_Job_. Rewrite the entries below from the first line through the line containing "top-left (613, 502), bottom-right (716, 611)", including both ends. Shift every coordinate in the answers by adding 95, and leave all other lines unchanged.

(Bounding-box entries)

+===+

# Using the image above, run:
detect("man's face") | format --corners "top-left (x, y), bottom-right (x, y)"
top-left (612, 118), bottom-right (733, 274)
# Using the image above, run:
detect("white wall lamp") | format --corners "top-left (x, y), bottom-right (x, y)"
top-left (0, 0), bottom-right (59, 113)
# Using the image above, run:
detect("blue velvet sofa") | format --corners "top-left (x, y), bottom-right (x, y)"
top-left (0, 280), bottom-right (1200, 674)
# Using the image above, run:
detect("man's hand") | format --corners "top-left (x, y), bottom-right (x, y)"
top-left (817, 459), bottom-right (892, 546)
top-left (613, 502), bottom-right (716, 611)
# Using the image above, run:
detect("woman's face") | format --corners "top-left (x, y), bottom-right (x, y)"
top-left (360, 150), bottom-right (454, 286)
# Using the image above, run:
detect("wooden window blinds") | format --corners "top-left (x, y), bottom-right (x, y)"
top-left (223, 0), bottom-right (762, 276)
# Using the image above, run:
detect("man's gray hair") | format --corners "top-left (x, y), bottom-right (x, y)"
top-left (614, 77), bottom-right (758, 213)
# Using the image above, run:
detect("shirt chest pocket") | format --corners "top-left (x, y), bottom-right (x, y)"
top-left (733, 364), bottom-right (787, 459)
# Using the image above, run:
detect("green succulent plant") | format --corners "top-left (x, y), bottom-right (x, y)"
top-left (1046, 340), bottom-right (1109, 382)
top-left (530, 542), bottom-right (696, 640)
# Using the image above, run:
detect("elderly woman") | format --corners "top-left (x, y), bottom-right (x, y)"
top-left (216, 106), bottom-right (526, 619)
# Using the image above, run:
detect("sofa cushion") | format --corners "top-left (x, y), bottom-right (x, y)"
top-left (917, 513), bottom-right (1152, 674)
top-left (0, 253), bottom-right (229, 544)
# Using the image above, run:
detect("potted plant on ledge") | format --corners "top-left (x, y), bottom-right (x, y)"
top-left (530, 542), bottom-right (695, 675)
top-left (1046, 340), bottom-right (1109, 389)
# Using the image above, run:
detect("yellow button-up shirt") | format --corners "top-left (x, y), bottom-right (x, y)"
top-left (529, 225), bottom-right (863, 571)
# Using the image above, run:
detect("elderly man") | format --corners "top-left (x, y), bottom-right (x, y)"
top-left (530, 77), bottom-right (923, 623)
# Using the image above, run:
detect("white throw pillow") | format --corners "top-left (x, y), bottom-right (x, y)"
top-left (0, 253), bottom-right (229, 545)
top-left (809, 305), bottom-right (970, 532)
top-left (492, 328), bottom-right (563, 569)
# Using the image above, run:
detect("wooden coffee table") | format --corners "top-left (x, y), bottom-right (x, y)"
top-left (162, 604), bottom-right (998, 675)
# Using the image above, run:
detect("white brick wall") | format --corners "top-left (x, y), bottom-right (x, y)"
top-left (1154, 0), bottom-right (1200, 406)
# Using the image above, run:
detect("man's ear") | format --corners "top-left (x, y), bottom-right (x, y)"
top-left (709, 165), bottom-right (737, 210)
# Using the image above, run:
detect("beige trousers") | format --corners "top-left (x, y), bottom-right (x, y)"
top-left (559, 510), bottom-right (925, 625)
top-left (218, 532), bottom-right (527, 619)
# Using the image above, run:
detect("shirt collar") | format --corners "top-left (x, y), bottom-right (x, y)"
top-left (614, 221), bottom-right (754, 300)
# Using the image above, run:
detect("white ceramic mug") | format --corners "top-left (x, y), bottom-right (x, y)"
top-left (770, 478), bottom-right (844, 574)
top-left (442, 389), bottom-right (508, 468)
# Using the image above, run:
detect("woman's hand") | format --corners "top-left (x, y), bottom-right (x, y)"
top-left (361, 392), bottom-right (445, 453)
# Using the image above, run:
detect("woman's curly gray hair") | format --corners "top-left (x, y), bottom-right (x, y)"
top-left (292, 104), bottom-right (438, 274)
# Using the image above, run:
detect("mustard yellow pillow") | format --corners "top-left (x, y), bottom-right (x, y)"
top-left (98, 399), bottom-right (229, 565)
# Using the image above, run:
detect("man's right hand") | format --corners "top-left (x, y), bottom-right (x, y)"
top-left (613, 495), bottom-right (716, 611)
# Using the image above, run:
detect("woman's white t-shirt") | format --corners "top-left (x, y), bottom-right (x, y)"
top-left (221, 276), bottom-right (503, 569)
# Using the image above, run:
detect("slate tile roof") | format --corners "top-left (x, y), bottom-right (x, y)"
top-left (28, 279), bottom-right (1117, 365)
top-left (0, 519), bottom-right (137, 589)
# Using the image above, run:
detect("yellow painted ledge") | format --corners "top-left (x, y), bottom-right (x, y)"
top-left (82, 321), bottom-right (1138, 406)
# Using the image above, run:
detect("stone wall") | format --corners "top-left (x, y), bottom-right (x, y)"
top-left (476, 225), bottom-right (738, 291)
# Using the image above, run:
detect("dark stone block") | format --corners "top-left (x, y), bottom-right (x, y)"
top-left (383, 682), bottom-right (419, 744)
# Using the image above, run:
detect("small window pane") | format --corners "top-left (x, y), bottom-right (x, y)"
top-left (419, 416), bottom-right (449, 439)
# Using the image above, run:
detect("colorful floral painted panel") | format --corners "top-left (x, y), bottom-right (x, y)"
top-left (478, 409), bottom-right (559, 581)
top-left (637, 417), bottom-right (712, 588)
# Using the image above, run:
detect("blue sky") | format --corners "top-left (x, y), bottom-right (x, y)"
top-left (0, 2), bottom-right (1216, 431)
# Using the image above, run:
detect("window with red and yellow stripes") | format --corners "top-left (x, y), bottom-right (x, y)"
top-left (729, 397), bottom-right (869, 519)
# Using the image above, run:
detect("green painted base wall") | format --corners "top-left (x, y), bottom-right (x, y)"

+===+

_Exercise solution_.
# Using the image above, run:
detect("man's face") | format --corners "top-left (x, y), bottom-right (x, y)"
top-left (707, 213), bottom-right (828, 369)
# Using the image above, run:
detect("white wall lamp") | format --corners "top-left (x, y), bottom-right (x, y)"
top-left (95, 95), bottom-right (154, 208)
# Using the image above, run:
detect("blue velvet sofa") | format --corners "top-left (x, y), bottom-right (x, y)"
top-left (95, 375), bottom-right (1295, 769)
# Using the image above, run:
detect("man's hand") | format --corners "top-left (x, y), bottom-right (x, y)"
top-left (912, 554), bottom-right (987, 641)
top-left (708, 597), bottom-right (811, 706)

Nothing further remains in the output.